Organized in Brussels on 15 and 16 October 2015, the international
conference, Entering the City: Spaces, Transports, Perceptions, and
Representations from the 18th Century to the Present, is an initiative
of the MICM-arc research project (micmarc.ulb.ac.be) based at the
Université libre de Bruxelles.
The conference will provide a forum for exploring the ways and means of
entry into the urban space and the resulting impressions and
representations of that experience, one closely related to the themes of
mobility, culture and metropolitan identity at the heart of the MICM-arc
research project.
Enclosed by fortified walls, ancient and medieval cities were delineated
by clear boundaries. Access via land routes was clearly marked by city
gates. Historians have extensively studied the controlling function of
such thresholds as well as their symbolic dimensions. The growth and
industrialization of urban centers changed the way in which they were
approached from the exterior. In the 19th century, new modes of
transportation and suburban sprawl rendered old city gates obsolete and
radically changed the ways in which cities were accessed. Today,
roundabouts and off-ramps seem to have replaced those gates, and the
infrastructure that lines the routes connecting one town to another
makes it difficult if not impossible to perceive their boundaries.
Moreover, an increasing part (if not the majority) of entrances into
urban space are no longer the result of a gradual progression along a
traditional route, but often pass through the intermediate zones of
train stations and airports that lead to urban zones without further
transition. These changes affect travelers and the experience of travel.
Beyond analyzing the entry-points to the city, it is also necessary to
envisage the symbolic, subjective dimension of passing from one space to
another, to study the perceptions and representations associated with
entering the city.
The aim of the conference is to reflect upon the manners in which the
city is entered, in terms of the evolution of peripheries, modes of
transport, the urban planning of the spaces involved and the experience
of entering the city itself.
The organizers envisage a resolutely interdisciplinary exchange
involving the participation of historians, geographers, architects and
urban planners, sociologists, and art historians. Papers will permit
comparisons between different historical periods and different urban
centers, with special attention being given to the case of Brussels. The
period in question extends from the 18th century to the present day and
embraces a range of models from the pre-industrial town to the
post-industrial metropolis.
The first focus of the conference is devoted to the spaces through which
both occasional and regular travelers move to access the city, as well
as the means of transport involved.

» **Goal 1**:
Which kinds of participants does the conference description say the organizers envisage for the interdisciplinary exchange? List them all.

» **Record excerpts**:
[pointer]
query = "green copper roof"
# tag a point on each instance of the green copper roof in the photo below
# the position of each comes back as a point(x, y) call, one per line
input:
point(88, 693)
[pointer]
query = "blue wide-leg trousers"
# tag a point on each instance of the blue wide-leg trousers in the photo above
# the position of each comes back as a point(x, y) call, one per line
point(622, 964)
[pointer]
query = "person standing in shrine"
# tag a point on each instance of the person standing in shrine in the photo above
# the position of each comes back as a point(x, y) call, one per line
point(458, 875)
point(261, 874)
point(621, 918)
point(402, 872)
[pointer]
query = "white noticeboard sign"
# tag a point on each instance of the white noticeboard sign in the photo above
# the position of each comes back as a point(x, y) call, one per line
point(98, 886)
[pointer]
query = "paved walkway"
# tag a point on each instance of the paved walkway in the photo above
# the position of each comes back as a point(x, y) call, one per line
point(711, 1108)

» **Goal 2**:
Which lines of the entries contain the word "person"? Locate each one and copy it out in full.

» **Right answer 1**:
historians
geographers
architects
urban planners
sociologists
art historians

» **Right answer 2**:
query = "person standing in shrine"
# tag a point on each instance of the person standing in shrine in the photo above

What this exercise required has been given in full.